◆ PROVIDED RECORDS ◆
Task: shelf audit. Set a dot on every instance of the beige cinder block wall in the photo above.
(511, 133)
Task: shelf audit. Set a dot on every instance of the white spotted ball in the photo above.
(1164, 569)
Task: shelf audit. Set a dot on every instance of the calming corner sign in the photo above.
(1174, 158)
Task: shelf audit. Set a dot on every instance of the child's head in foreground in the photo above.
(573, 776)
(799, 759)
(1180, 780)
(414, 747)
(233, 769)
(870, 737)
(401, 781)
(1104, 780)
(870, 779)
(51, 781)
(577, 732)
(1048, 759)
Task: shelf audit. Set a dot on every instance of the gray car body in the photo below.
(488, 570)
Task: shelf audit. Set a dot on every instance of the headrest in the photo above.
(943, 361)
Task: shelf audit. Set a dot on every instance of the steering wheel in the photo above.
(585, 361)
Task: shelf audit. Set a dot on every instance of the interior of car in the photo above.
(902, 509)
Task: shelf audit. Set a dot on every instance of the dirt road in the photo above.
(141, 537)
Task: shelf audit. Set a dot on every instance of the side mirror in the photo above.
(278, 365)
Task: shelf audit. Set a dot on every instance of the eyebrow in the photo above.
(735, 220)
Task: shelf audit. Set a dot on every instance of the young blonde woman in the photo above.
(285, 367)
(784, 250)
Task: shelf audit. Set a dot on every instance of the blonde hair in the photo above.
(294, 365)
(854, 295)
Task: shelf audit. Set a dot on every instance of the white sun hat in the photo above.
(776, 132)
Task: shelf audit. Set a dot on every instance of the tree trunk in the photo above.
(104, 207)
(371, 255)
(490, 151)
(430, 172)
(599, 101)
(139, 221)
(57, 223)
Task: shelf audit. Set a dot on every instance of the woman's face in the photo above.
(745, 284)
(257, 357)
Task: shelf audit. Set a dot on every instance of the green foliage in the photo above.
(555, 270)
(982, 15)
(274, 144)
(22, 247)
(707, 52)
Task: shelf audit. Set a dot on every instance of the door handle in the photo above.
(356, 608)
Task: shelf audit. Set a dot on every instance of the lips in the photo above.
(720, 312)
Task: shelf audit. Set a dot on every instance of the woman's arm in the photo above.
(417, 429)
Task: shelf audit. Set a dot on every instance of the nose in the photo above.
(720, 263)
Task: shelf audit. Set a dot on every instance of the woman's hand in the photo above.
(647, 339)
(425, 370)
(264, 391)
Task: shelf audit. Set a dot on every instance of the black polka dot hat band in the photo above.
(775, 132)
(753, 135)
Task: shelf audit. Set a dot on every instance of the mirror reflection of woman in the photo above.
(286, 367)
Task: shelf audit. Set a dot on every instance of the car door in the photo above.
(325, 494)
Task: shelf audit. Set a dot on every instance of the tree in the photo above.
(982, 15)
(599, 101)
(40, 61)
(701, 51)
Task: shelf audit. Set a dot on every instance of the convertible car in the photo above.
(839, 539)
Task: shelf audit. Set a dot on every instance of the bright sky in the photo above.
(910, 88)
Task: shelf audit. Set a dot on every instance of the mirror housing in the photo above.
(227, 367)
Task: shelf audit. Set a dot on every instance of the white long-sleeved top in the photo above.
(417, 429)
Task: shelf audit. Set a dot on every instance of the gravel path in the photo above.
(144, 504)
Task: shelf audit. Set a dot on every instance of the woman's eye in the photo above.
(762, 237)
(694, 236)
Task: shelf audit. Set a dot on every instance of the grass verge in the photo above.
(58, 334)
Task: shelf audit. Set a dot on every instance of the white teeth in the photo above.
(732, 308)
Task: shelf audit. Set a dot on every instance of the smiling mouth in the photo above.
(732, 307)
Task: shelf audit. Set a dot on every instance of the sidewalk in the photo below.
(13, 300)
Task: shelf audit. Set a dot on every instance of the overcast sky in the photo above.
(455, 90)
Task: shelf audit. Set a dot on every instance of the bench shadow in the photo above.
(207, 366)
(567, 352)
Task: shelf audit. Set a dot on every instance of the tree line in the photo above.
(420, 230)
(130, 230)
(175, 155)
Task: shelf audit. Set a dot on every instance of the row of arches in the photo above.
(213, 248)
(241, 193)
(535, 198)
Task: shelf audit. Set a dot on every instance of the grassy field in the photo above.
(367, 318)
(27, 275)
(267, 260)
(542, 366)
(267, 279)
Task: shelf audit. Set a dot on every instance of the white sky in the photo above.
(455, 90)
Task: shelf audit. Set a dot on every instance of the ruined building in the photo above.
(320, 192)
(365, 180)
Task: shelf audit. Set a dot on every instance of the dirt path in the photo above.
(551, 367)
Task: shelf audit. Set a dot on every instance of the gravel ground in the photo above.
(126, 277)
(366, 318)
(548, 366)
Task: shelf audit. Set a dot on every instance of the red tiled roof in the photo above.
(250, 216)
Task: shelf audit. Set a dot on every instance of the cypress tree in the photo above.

◆ YOUR TASK ◆
Each entry above is to be written out exactly.

◆ RESPONSE BELOW ◆
Task: shelf audit. Set a dot on every instance of the beige cinder block wall in the photo above.
(511, 133)
Task: shelf audit. Set a dot on every instance of the white spotted ball in the photo above.
(1164, 569)
Task: shelf audit. Set a dot on every instance of the calming corner sign in the photo above.
(1174, 158)
Task: shelf audit. Set a dot on every instance of the child's head in foreground in the photo above.
(573, 776)
(799, 759)
(1180, 780)
(414, 747)
(233, 769)
(870, 737)
(401, 781)
(1104, 780)
(870, 779)
(51, 781)
(577, 732)
(1048, 759)
Task: shelf audit. Set a dot on every instance of the gray car body in the photo below.
(488, 570)
Task: shelf audit. Set a dot on every instance of the headrest in the photo above.
(943, 361)
Task: shelf audit. Set a dot on every instance of the steering wheel in the photo above.
(585, 361)
Task: shelf audit. Set a dot on every instance of the interior of car in the photo above.
(902, 509)
Task: shelf audit. Set a dot on every instance of the dirt road in the photo above.
(141, 537)
Task: shelf audit. Set a dot on every instance of the side mirror in the photo above.
(278, 365)
Task: shelf audit. Set a dot on every instance of the eyebrow in the photo above.
(735, 220)
Task: shelf audit. Set a dot on every instance of the young blonde woman in the photo above.
(285, 367)
(784, 250)
Task: shelf audit. Set a dot on every instance of the blonde hair in the photo above.
(294, 365)
(854, 295)
Task: shelf audit. Set a dot on every instance of the white sun hat in the photo above.
(776, 132)
Task: shelf audit. Set a dot on every instance of the tree trunk in the photo above.
(104, 207)
(371, 255)
(490, 151)
(430, 172)
(599, 101)
(139, 221)
(57, 223)
Task: shelf audit. Set a dot on every instance of the woman's face in the photo above.
(745, 284)
(257, 357)
Task: shelf audit. Set a dot on every instance of the green foliage in the photo above.
(555, 270)
(982, 15)
(274, 144)
(22, 247)
(707, 52)
Task: shelf audit. Set a dot on every instance of the door handle in the photo above.
(356, 608)
Task: shelf audit. Set a dot on every instance of the lips in the photo above.
(720, 312)
Task: shelf audit. Set a dot on every instance of the woman's arm in the photo above.
(417, 429)
Task: shelf audit. Set a dot on every instance of the nose in the photo above.
(720, 263)
Task: shelf audit. Set a dot on every instance of the woman's hand in the photo above.
(647, 339)
(425, 370)
(264, 391)
Task: shelf audit. Set a dot on every instance of the black polka dot hat band in the photo above.
(775, 132)
(753, 135)
Task: shelf audit. Set a dot on every instance of the mirror reflection of woman in the photo above.
(286, 367)
Task: shelf audit. Set a dot on every instance of the car door in the photo above.
(325, 494)
Task: shelf audit. Set a dot on every instance of the tree in the photo above.
(982, 15)
(599, 101)
(40, 61)
(701, 51)
Task: shelf audit. Set a dot on every instance of the convertible car in the photo above.
(839, 539)
Task: shelf audit. Set a dot on every instance of the bright sky in the photo above.
(910, 88)
Task: shelf audit. Set a dot on every instance of the mirror housing in the photo above.
(227, 367)
Task: shelf audit. Set a dot on every instance of the white long-sleeved top in the photo above.
(417, 429)
Task: shelf audit. Set a dot on every instance of the gravel path in the photo above.
(144, 504)
Task: shelf audit. Set a dot on every instance of the woman's eye in the photo above.
(762, 237)
(694, 236)
Task: shelf audit. Set a dot on every instance of the grass verge in the photo above.
(58, 334)
Task: shelf audit. Set a dot on every instance of the white teeth in the photo above.
(732, 308)
Task: shelf audit. Set a dot on every instance of the smiling mouth in the photo above.
(732, 307)
Task: shelf audit. Set a dot on every instance of the sidewalk in the photo below.
(13, 300)
Task: shelf audit. Set a dot on every instance of the overcast sky in the photo above.
(455, 90)
Task: shelf audit. Set a dot on every instance of the bench shadow in the photo above.
(207, 366)
(567, 352)
Task: shelf audit. Set a dot on every instance of the tree line in the photo above.
(420, 230)
(130, 230)
(175, 155)
Task: shelf audit. Set a dot on every instance of the row of arches in the photo above.
(213, 248)
(241, 193)
(535, 198)
Task: shelf audit. Set a dot on every instance of the grassy field in the photo above.
(367, 318)
(27, 275)
(267, 260)
(542, 366)
(267, 279)
Task: shelf audit. Set a dot on every instance of the white sky in the photo above.
(455, 90)
Task: shelf audit. Set a dot on every instance of the ruined building in the photo above.
(320, 192)
(365, 180)
Task: shelf audit. Set a dot on every instance of the dirt path in the photo above.
(551, 367)
Task: shelf audit. Set a dot on every instance of the gravel ground in the photo above.
(126, 277)
(366, 318)
(548, 366)
Task: shelf audit. Set a dot on every instance of the red tiled roof in the photo above.
(250, 216)
Task: shelf audit. Set a dot on every instance of the cypress tree in the photo above.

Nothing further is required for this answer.